DATA TO USE>

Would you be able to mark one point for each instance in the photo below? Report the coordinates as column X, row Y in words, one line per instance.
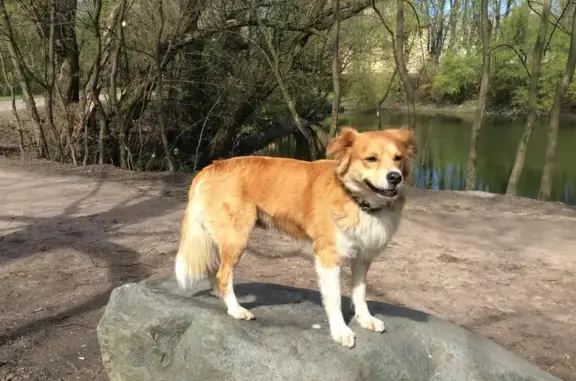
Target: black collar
column 366, row 206
column 363, row 204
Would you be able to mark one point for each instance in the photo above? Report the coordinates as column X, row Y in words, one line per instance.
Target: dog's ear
column 405, row 137
column 340, row 148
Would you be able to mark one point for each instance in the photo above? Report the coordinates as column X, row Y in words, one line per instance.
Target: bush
column 456, row 80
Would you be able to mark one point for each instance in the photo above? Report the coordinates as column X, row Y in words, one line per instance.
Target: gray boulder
column 153, row 331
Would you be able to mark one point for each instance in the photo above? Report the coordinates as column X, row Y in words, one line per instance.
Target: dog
column 346, row 208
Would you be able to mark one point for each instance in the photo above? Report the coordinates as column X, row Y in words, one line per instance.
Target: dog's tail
column 197, row 256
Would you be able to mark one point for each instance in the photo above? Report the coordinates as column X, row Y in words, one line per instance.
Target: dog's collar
column 363, row 204
column 366, row 206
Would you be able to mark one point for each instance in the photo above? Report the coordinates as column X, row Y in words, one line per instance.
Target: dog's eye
column 371, row 159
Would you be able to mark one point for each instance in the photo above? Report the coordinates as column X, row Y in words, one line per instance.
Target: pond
column 443, row 152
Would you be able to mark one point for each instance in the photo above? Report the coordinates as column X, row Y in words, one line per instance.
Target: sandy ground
column 505, row 268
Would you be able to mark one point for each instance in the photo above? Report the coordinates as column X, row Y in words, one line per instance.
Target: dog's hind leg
column 232, row 234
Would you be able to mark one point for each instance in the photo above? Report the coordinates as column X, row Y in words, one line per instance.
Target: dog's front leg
column 360, row 268
column 328, row 269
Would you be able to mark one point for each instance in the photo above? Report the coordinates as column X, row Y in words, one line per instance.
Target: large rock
column 154, row 331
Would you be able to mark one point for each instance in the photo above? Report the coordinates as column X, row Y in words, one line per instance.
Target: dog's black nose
column 394, row 178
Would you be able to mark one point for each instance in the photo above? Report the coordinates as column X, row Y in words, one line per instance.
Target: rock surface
column 154, row 331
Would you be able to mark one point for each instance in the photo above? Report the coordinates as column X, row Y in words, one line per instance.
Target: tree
column 24, row 82
column 335, row 67
column 553, row 124
column 398, row 49
column 533, row 99
column 482, row 97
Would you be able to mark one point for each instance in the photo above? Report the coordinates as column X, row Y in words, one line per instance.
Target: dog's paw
column 369, row 322
column 344, row 336
column 241, row 313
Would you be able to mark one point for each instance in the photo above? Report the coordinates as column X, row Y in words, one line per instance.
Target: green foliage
column 456, row 79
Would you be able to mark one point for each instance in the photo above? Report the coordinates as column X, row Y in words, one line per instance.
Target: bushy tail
column 197, row 256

THE PROBLEM> Extract every line of the records that contains the string "rock", matching case exactly.

REPLY TO THE EXERCISE>
Target: large rock
Target: rock surface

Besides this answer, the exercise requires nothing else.